#### [TASK DETAILS]
Reproduce word for word the part of the reflection below on a hard year that lies between "Grieving the death" and "I am heading.", inclusive.

This has been a strange and a hard year for me. Some of life’s most challenging moments are comprised of the following big events.
Grieving the death of a relationship (platonic or romantic), buying a house, moving, changing jobs, death, etc. I’ve experienced all of those in a years time with the exception of death. Throughout it all, I have still managed to plant an amazing garden, invite chickens into my lifestyle, move 2 roommates through my household, pay off a significant amount of my credit card debt, and am still going at it as we move into Autumn.
Sometimes, I don’t give myself enough credit. The slowing of the season and the changing of the time forces me to slow down and reevaluate where I have been and where I am heading.
My vision has always been big, and I am patiently waiting and working hard to attain it. But it leaves little in the way of maintaining a balance in my life between work and play and I’m afraid on some level it has taken its toll. I am realizing more and more that creating structure in much the same way nature finds a way to be fruitful in the face of disorder is part of what will allow me to find the freedom I am seeking.
At present I am listening to several audio books about time management and also evaluating the most effective ways to focus my energy. While the garden is supremely satisfying to me, it doesn’t translate monetarily aside from saving me money on food and feed for my chickens. But I’m realizing my vision has been rather narrow in thinking I would find freedom in self sufficiency.
The truth is that I can’t modify my home to be more energy efficient. It was built rather haphazardly in a time when no consideration was given to thermal mass and passive solar principles. It’s hard for me to believe that in 1924 when my home was built, they didn’t have the inclination to create a home that could best take advantage of it’s own natural surroundings, especially being so less far removed from the environment as we are with our technology and dependence on systems and grids. And then I am reminded by the cracker jack boxes that comprise the suburbs of Denver, that even today, we are lacking foresight still with all the resources and knowledge we have at our disposal.
My vision is such that it needs to be built up from a foundation of scratch. It is in the design that the work is made whole and seamless, just as it is with my garden plans, which over time is intended to increase in productivity with minimal input. I understand and see that while I am working towards my goals, I’m not necessarily getting closer to my vision.

#### [DATA BLOCK]
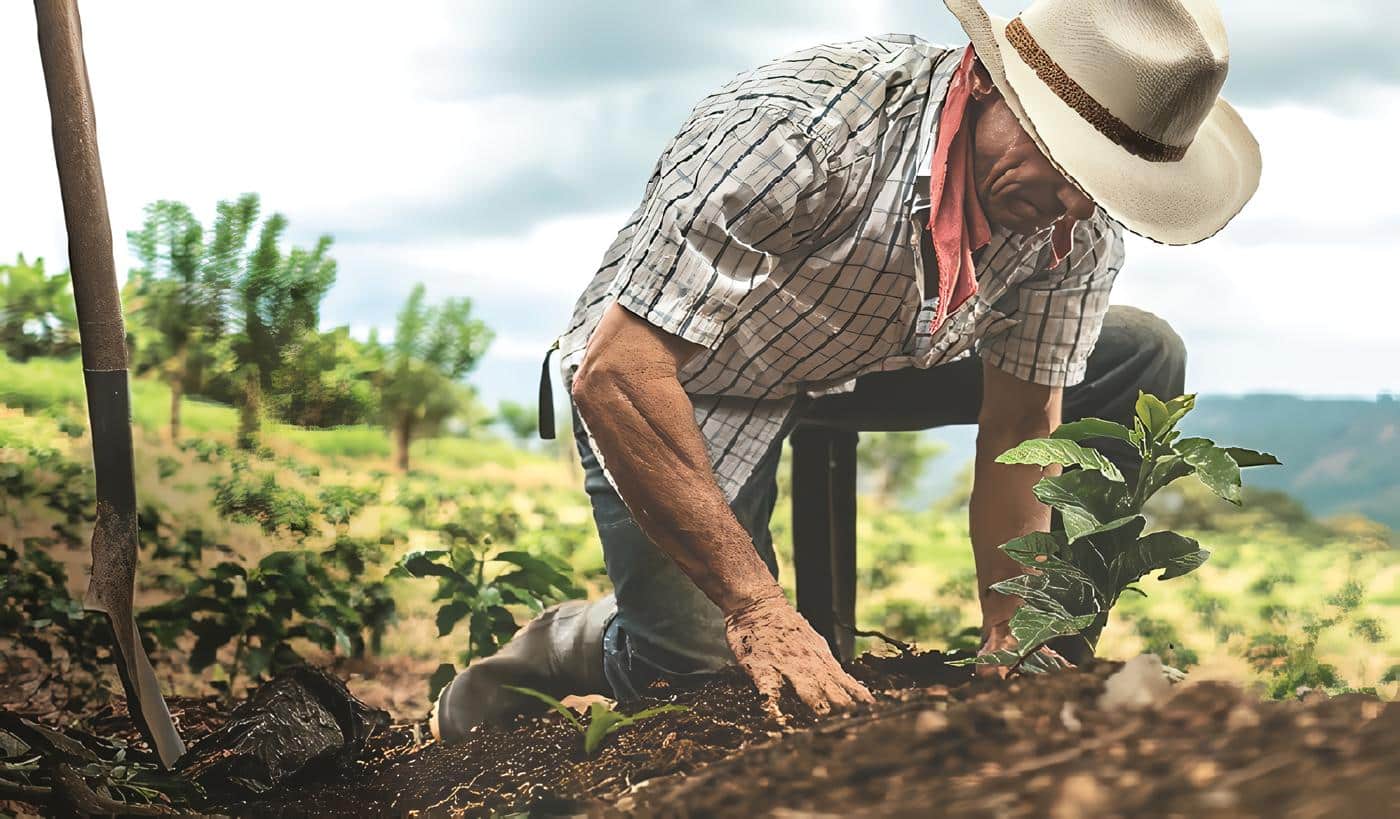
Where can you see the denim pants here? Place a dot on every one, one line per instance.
(665, 627)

#### [TASK ANSWER]
Grieving the death of a relationship (platonic or romantic), buying a house, moving, changing jobs, death, etc. I’ve experienced all of those in a years time with the exception of death. Throughout it all, I have still managed to plant an amazing garden, invite chickens into my lifestyle, move 2 roommates through my household, pay off a significant amount of my credit card debt, and am still going at it as we move into Autumn.
Sometimes, I don’t give myself enough credit. The slowing of the season and the changing of the time forces me to slow down and reevaluate where I have been and where I am heading.